WHAT TO PRODUCE:
Rewrite the entries as a Markdown table with a "Row" column holding a row number and a "Line" column holding the line, skipping blank lines. Begin at the line that has "like [(710, 564)]." and stop after the line that has "[(563, 472)]".

Source entries:
+++
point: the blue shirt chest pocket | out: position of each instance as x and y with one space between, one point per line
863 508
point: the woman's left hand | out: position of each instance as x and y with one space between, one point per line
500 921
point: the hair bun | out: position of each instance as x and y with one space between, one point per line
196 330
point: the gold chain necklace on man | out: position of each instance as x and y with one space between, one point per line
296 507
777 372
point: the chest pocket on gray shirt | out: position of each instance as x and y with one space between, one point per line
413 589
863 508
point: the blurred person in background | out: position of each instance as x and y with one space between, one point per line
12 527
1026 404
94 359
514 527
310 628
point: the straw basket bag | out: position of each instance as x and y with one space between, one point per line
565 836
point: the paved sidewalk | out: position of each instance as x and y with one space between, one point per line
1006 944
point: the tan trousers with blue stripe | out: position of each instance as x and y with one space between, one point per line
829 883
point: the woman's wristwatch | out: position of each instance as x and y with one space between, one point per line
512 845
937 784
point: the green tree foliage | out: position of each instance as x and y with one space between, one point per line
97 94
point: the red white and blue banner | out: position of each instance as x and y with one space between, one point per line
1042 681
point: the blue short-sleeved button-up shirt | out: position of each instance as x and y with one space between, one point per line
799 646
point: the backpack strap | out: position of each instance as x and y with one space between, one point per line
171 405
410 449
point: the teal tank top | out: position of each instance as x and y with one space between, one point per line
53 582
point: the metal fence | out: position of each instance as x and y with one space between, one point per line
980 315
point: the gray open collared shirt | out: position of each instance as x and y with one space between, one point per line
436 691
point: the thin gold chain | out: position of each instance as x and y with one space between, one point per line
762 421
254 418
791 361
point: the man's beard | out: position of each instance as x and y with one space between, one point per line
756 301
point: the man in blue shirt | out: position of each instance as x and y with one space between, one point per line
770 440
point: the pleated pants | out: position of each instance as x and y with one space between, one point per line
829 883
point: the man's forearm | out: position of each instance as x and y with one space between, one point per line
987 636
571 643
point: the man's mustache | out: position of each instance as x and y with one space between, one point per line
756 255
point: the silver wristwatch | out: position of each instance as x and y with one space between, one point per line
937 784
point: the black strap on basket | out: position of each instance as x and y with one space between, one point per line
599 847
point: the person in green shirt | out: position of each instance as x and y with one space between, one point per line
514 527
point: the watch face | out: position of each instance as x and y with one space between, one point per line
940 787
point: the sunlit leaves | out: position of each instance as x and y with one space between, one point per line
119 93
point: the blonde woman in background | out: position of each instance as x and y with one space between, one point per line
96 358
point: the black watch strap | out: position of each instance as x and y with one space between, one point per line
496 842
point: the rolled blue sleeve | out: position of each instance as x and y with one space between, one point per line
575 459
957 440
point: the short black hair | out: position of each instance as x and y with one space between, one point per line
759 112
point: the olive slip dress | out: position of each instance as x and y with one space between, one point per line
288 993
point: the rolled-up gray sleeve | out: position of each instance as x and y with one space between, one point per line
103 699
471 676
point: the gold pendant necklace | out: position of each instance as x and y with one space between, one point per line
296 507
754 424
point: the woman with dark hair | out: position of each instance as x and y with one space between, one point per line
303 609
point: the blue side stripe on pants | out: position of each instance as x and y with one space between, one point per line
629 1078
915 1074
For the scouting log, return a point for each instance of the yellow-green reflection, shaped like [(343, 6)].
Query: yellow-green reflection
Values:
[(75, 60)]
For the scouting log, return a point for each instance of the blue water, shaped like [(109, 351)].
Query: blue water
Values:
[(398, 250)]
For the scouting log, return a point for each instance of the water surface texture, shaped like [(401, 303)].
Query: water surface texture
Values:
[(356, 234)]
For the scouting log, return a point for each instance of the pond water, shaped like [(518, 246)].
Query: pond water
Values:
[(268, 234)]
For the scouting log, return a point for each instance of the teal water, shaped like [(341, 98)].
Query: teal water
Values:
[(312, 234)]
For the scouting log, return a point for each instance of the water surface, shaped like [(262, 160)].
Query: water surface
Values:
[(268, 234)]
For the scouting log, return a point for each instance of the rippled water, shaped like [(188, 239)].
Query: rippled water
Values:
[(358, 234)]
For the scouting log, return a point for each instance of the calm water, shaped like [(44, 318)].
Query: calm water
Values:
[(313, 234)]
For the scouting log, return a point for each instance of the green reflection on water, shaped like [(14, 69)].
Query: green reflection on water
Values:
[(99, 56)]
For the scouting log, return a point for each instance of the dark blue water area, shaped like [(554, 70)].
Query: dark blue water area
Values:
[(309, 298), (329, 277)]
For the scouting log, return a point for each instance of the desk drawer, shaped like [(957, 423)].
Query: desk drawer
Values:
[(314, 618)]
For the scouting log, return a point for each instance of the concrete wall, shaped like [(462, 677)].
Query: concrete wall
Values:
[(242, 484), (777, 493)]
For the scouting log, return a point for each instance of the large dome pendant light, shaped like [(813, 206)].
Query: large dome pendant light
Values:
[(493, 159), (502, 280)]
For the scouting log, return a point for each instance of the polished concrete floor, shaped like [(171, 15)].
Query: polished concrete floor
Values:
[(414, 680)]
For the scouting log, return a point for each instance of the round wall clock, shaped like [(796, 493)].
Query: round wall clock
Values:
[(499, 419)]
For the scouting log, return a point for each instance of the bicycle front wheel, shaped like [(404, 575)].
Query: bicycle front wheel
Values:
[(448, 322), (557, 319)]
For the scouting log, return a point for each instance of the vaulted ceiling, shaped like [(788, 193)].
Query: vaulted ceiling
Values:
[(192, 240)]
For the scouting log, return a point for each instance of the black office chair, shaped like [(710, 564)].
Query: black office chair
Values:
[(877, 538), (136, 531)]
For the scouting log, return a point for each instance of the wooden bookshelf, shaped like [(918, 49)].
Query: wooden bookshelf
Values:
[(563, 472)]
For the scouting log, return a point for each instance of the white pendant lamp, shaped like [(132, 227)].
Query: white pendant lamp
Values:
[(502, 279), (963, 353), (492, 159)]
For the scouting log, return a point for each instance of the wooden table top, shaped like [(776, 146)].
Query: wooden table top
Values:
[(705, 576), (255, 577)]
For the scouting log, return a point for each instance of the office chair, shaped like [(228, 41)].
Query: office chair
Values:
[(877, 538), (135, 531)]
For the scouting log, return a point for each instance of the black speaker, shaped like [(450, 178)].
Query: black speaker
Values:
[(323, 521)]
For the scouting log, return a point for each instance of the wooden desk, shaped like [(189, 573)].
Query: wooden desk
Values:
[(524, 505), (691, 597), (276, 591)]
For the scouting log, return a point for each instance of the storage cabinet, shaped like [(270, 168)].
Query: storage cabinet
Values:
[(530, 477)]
+++
OUTPUT FOR THIS EXERCISE:
| Row | Line |
|---|---|
| 1 | For the scouting log, return a point for each instance of the black office chair, shaped like [(710, 564)]. |
| 2 | Query: black office chair |
| 3 | Values: |
| 4 | [(877, 538), (136, 531)] |
| 5 | For the scouting log, return a point for each instance of the wooden bookshelf, shaped like [(918, 49)]. |
| 6 | Query: wooden bookshelf |
| 7 | Values: |
| 8 | [(563, 472)] |